EXERCISE: An exact reproduction of every record is required.

DATA FOR ANALYSIS:
────────────────────────────────────────

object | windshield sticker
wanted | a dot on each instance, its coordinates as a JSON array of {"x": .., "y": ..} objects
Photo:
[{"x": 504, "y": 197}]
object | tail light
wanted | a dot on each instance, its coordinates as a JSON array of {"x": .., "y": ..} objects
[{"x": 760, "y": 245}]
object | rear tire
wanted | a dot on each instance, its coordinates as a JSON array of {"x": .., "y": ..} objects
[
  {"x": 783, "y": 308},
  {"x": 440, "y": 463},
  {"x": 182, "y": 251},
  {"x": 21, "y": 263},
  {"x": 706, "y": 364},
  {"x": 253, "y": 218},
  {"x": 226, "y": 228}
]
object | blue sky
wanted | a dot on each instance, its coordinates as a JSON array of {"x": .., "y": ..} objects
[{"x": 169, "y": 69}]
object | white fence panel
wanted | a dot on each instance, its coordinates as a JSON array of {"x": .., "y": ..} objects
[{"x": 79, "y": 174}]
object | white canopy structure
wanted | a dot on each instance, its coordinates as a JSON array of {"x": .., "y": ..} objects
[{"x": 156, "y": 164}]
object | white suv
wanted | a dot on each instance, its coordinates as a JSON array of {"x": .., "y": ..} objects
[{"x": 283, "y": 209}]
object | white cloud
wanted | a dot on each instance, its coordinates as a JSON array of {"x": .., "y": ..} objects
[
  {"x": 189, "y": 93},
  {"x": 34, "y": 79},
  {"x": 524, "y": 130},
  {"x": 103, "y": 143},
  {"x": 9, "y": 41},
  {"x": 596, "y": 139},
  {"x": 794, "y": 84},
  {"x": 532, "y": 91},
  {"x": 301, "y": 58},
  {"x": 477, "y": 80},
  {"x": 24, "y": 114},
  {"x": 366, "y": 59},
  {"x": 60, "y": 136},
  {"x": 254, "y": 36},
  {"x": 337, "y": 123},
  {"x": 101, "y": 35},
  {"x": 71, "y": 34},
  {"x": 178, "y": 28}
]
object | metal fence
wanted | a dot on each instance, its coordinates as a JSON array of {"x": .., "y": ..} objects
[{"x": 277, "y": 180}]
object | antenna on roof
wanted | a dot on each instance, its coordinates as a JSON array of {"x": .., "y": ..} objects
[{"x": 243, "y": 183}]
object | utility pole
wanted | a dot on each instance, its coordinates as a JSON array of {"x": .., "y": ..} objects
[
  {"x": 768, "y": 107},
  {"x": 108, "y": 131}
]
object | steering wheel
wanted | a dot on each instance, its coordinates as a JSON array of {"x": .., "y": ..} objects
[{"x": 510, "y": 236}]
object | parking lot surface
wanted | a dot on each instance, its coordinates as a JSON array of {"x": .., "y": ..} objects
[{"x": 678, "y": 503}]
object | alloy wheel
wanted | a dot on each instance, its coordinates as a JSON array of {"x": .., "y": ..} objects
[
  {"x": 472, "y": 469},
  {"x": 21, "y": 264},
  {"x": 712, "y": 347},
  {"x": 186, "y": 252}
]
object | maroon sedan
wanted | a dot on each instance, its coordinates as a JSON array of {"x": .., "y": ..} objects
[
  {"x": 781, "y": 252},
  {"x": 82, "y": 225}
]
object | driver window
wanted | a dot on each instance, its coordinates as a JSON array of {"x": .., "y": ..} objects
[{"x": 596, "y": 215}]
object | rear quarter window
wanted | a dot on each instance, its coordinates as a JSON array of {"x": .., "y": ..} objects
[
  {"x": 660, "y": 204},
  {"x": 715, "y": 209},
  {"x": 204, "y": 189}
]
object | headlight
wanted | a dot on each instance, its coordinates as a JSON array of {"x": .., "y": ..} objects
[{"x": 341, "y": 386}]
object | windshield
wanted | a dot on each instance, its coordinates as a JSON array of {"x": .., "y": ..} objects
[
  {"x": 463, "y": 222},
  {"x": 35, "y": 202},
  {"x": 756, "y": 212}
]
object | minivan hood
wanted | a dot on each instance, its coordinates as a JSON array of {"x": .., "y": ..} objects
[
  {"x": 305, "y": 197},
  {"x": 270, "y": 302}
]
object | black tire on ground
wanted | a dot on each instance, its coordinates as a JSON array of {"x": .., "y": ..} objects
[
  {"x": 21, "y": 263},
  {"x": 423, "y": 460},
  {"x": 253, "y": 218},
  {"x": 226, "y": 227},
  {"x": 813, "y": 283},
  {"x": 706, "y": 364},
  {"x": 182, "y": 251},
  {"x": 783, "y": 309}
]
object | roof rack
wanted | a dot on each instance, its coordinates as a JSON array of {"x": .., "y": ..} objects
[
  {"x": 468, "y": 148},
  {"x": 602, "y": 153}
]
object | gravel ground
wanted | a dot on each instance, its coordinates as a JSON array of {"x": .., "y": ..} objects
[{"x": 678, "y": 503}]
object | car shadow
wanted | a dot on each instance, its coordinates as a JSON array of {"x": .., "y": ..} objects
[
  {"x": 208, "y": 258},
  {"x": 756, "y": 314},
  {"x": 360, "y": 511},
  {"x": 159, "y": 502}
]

────────────────────────────────────────

REPLY TO THE EXERCISE:
object | windshield sticker
wanted | a dot on each instance, its coordinates as a JSON array of {"x": .., "y": ..} objects
Photo:
[{"x": 504, "y": 197}]
object | tail light
wanted | a dot on each instance, its coordinates as a JSON array of {"x": .., "y": ..} objects
[{"x": 760, "y": 245}]
object | rear tire
wanted | a dot on each instance, its coordinates as a JSON array of {"x": .., "y": ..} objects
[
  {"x": 783, "y": 308},
  {"x": 440, "y": 463},
  {"x": 182, "y": 251},
  {"x": 21, "y": 263},
  {"x": 706, "y": 364},
  {"x": 253, "y": 218},
  {"x": 226, "y": 228}
]
object | blue sky
wanted | a dot on each instance, its coordinates as a JSON array of {"x": .., "y": ..} objects
[{"x": 169, "y": 69}]
object | white fence panel
wanted | a dot on each instance, its coordinates as a JSON array of {"x": .., "y": ..} objects
[{"x": 79, "y": 174}]
object | white canopy structure
wanted | a dot on each instance, its coordinates as a JSON array of {"x": .., "y": ..} objects
[{"x": 156, "y": 164}]
object | white suv
wanted | a dot on each instance, its coordinates as a JSON array of {"x": .., "y": ..} objects
[{"x": 283, "y": 209}]
object | white cloud
wanted | a dot on each instance, its coordinates as a JSON array of {"x": .., "y": ..} objects
[
  {"x": 189, "y": 93},
  {"x": 34, "y": 79},
  {"x": 524, "y": 130},
  {"x": 103, "y": 143},
  {"x": 9, "y": 41},
  {"x": 596, "y": 139},
  {"x": 794, "y": 84},
  {"x": 532, "y": 91},
  {"x": 301, "y": 58},
  {"x": 477, "y": 80},
  {"x": 24, "y": 114},
  {"x": 366, "y": 59},
  {"x": 60, "y": 136},
  {"x": 254, "y": 36},
  {"x": 337, "y": 123},
  {"x": 101, "y": 35},
  {"x": 71, "y": 34},
  {"x": 178, "y": 28}
]
object | metal fence
wanted | a dot on each instance, its coordinates as a JSON array of {"x": .., "y": ..} objects
[{"x": 277, "y": 180}]
object | antenna on roof
wanted | a dot on each instance, its coordinates as a JSON array of {"x": .., "y": ..} objects
[{"x": 243, "y": 183}]
object | utility pole
wanted | a dot on each instance, its coordinates as a JSON array of {"x": .., "y": ..} objects
[
  {"x": 768, "y": 107},
  {"x": 108, "y": 131}
]
object | steering wheel
wanted | a dot on each instance, its coordinates as a JSON array of {"x": .., "y": ..} objects
[{"x": 510, "y": 236}]
object | parking lot surface
wanted | a dot on each instance, its coordinates as a JSON array of {"x": .., "y": ..} objects
[{"x": 678, "y": 503}]
object | alloy wheel
wanted | a dot on each instance, its coordinates as a JSON array of {"x": .., "y": ..} objects
[
  {"x": 472, "y": 469},
  {"x": 21, "y": 264},
  {"x": 712, "y": 347},
  {"x": 186, "y": 252}
]
object | maroon sedan
wanted | a dot on each instance, its coordinates as a JSON array of {"x": .., "y": ..} objects
[
  {"x": 781, "y": 252},
  {"x": 82, "y": 225}
]
object | driver window
wanted | a dot on each instance, its coordinates as a JSON array of {"x": .., "y": ..} objects
[{"x": 596, "y": 215}]
object | rear quarter window
wanted | a dot on each instance, its coordinates as a JSON array of {"x": .., "y": ..} objects
[
  {"x": 660, "y": 204},
  {"x": 715, "y": 209},
  {"x": 204, "y": 189}
]
object | headlight
wanted | a dot on each instance, its coordinates as a JSON array of {"x": .., "y": ..} objects
[{"x": 341, "y": 386}]
object | windshield
wanted | a dot on each instance, its coordinates as a JSON array of {"x": .., "y": ..} objects
[
  {"x": 463, "y": 222},
  {"x": 35, "y": 202},
  {"x": 756, "y": 212}
]
object | minivan hood
wanted | a dot on each instance, its coordinates as a JSON array of {"x": .., "y": ..} objects
[
  {"x": 305, "y": 197},
  {"x": 270, "y": 302}
]
object | black tire on ground
wanted | a dot on each instance, its coordinates as a JSON array of {"x": .., "y": ..} objects
[
  {"x": 21, "y": 263},
  {"x": 423, "y": 460},
  {"x": 253, "y": 218},
  {"x": 226, "y": 227},
  {"x": 813, "y": 283},
  {"x": 706, "y": 364},
  {"x": 182, "y": 251},
  {"x": 783, "y": 309}
]
object | roof rack
wanted | a dot on each instance, its coordinates as a JSON array of {"x": .., "y": ..} objects
[
  {"x": 468, "y": 148},
  {"x": 602, "y": 153}
]
object | gravel ground
wanted | a dot on each instance, its coordinates as a JSON array of {"x": .., "y": ..} objects
[{"x": 678, "y": 503}]
object | car shadow
wanted | a dot on each instance, its coordinates as a JSON array of {"x": .., "y": ..} objects
[
  {"x": 208, "y": 258},
  {"x": 756, "y": 314},
  {"x": 360, "y": 511},
  {"x": 159, "y": 502}
]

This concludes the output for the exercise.